→ Ausgangstext
● ● ● ● ●

Der Proband entspannt sichtlich, denkt nach und gibt die Zahl 76 in den vor ihm stehenden Rechner ein. Der Studienaufbau ist komplexer als hier dargestellt und vertraulich, aber Grundlage des Experiments sind unangenehme Hitzereize, die dem Probanden auf seinen Unterarm gesetzt werden. Die Temperatur variiert, jeder Reiz dauert 20 Sekunden. Der Proband trägt anschließend auf einer Skala von 0 bis 100 ein, als wie schmerzhaft er den Reiz empfunden hat.

Im Vergleich zum Placebo- ist der Nocebo-Effekt noch deutlich weniger verstanden. Selbst im bereits gut untersuchten Bereich „Schmerz“ stehen die Publikationen 100:1 für den Placebo-Effekt. Obwohl man bereits weiß, dass einige Menschen sehr empfänglich sind für die Wirkung von Erwartungshaltungen, andere hingegen nicht, ist noch unklar, ob das automatisch auch an deren Nocebo-Antwort gekoppelt ist. Ein Grund für die Wissenslücke rund um den gemeinen Bruder des Placebos ist ein ethisches Dilemma: Um eine Nocebo-Antwort zu provozieren, müssten Proband:innen dazu gebracht werden, mit einer negativen Voreinstellung in die Studie zu gehen. Obwohl sie keinerlei schädliche Behandlung erhalten, könnten die Teilnehmenden sich im Ergebnis körperlich oder psychisch schlecht fühlen – allein ausgehend von ihrer negativen Erwartungshaltung. Das ist ethisch und klinisch ein schmaler Grat; ganz besonders, wenn man diese wichtigen Effekte in Erkrankten untersuchen möchte.

● ● ● ● ●

→ Arbeitsauftrag 1
Beantworte zum Text über den Nocebo-Effekt diese Fragen:
(a) Wie lange dauert jeder Hitzereiz?
(b) Auf welcher Skala gibt der Proband an, wie schmerzhaft der Reiz war?
(c) In welchem Verhältnis stehen die Publikationen im Bereich „Schmerz“?
→ Arbeitsauftrag 2
Übersetze den Satz „Die Temperatur variiert, jeder Reiz dauert 20 Sekunden.“ aus dem Text über den Nocebo-Effekt ins Englische.
→ Arbeitsauftrag 3
Führe den Text über den Nocebo-Effekt nach seinem letzten Satz weiter.

● ● ● ● ●

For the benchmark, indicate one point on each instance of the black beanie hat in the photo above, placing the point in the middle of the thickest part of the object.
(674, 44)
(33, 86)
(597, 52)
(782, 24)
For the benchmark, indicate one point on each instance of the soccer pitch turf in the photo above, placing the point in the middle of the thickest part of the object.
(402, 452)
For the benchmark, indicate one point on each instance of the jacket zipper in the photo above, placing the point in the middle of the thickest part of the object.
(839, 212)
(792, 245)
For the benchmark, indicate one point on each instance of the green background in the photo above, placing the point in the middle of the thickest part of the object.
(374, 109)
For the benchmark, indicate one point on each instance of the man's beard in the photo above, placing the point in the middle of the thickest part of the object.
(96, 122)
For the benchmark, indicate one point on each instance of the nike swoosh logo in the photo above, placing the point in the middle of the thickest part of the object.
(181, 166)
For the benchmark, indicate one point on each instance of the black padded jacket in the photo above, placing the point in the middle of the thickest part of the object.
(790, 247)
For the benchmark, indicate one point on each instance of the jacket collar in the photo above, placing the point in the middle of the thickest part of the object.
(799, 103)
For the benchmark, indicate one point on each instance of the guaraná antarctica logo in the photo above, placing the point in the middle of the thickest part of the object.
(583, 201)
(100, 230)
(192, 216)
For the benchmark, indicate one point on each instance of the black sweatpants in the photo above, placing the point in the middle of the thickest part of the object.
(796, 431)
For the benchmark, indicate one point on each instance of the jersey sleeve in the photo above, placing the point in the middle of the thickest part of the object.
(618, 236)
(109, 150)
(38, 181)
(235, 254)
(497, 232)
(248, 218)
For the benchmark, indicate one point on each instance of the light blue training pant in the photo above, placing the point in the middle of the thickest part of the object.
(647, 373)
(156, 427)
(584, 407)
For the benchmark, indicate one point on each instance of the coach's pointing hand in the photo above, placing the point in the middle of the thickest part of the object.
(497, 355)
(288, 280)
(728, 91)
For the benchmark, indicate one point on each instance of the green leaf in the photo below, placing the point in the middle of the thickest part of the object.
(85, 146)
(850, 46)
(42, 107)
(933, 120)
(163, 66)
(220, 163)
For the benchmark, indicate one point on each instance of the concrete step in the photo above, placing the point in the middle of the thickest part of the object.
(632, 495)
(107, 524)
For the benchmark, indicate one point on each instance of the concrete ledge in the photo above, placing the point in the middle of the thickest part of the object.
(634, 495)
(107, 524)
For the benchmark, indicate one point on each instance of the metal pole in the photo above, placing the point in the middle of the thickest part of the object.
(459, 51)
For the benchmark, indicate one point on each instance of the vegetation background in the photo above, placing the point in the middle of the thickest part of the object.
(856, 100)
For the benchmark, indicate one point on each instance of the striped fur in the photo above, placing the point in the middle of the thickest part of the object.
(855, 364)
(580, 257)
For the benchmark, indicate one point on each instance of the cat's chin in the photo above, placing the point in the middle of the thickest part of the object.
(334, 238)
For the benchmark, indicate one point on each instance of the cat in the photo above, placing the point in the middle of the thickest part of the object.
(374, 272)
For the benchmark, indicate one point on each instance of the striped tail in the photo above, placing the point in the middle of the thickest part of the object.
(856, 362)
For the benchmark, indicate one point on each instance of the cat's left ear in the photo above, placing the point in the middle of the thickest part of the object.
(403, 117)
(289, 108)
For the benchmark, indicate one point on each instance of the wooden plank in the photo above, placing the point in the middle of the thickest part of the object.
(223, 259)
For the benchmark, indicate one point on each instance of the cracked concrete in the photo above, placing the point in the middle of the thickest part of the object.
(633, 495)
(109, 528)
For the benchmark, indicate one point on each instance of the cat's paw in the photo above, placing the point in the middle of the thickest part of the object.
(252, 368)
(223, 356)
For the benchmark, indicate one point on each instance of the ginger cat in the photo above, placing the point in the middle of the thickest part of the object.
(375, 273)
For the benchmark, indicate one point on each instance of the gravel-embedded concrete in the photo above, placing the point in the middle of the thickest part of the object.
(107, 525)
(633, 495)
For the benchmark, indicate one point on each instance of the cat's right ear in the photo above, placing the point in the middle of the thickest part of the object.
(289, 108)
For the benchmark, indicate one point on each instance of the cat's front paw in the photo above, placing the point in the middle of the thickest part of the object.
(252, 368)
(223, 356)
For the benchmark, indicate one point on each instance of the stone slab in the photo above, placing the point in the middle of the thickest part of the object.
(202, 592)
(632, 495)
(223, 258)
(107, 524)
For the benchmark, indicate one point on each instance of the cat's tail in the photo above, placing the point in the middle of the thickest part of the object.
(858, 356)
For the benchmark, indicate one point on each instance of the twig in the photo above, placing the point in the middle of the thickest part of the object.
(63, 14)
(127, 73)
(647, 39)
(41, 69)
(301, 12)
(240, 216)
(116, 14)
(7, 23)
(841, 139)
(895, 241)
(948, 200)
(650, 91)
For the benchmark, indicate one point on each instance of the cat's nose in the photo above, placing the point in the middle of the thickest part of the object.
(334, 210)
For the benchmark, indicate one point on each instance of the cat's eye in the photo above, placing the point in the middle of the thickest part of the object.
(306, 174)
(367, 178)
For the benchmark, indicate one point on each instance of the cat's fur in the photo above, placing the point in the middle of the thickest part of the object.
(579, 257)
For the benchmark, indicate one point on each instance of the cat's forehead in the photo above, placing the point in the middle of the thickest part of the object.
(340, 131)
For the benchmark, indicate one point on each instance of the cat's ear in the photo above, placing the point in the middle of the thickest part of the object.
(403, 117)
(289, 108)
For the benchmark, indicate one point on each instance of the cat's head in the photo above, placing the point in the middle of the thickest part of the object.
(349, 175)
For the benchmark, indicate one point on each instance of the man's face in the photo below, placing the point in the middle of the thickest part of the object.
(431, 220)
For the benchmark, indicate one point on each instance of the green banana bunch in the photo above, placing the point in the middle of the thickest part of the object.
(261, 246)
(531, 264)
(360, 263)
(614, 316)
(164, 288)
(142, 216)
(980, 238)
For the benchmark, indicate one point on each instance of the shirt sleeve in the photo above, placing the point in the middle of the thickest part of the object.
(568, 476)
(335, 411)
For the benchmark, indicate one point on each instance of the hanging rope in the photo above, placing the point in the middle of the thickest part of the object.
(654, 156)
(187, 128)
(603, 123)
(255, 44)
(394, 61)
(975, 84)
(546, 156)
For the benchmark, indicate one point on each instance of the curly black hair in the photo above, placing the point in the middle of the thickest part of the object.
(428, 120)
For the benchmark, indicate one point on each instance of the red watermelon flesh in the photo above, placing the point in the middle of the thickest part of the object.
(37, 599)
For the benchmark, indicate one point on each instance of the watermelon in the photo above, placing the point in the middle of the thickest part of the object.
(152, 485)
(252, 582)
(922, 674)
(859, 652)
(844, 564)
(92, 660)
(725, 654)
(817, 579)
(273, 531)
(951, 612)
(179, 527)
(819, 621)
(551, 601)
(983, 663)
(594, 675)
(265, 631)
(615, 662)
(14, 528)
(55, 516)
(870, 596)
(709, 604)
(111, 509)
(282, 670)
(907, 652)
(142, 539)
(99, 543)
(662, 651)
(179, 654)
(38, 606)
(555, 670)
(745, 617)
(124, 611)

● ● ● ● ●

→ Antwort 1
(a) 20 Sekunden.
(b) Auf einer Skala von 0 bis 100.
(c) 100:1 für den Placebo-Effekt.

→ Antwort 2
The temperature varies; each stimulus lasts 20 seconds.

→ Antwort 3
Kurze Pause im Versuchsraum: Der junge Mann lässt sich im Stuhl zurücksinken und schaut der Ärztin bei den Vorbereitungen für den nächsten Durchgang zu. Sie öffnet einen Wandschrank zu seiner Linken, in dessen Fächern Medikamente, Handschuhe, Desinfektionsmittel und andere medizinische Utensilien griffbereit und geordnet untergebracht sind. Irgendwo im Raum rauscht ein Lüfter, ansonsten ist es still – auch im Flur vor dem Versuchsraum. Die Ärztin zieht mit geübten Bewegungen Handschuhe an und öffnet eine weiße Tube: „Vor der nächsten Versuchsreihe trage ich Ihnen nun eine schmerzlindernde Salbe auf. Dabei handelt es sich um ein gebräuchliches Anästhetikum. Das sollte dazu führen, dass Sie den Hitzeschmerz als weniger schmerzhaft empfinden.“
 

WIRKUNG = ARZNEI + ERWARTUNG

Depressionen und Schmerzerkrankungen sind die Volkskrankheiten und verursachen entsprechende Kosten. Gleichzeitig ist bekannt, dass Erwartungshaltungen gerade solch subjektiv empfundene Symptome wie Schmerzen, Müdigkeit und eine veränderte Stimmungslage sehr stark beeinflussen können: Wie am Botox-Beispiel gezeigt, gehen sowohl bei chronischen Schmerzen als auch bei der Behandlung von Depressionen oft mehr als 50 Prozent der Wirkung auf Erwartungseffekte und nicht die pharmakologische Behandlung selbst zurück.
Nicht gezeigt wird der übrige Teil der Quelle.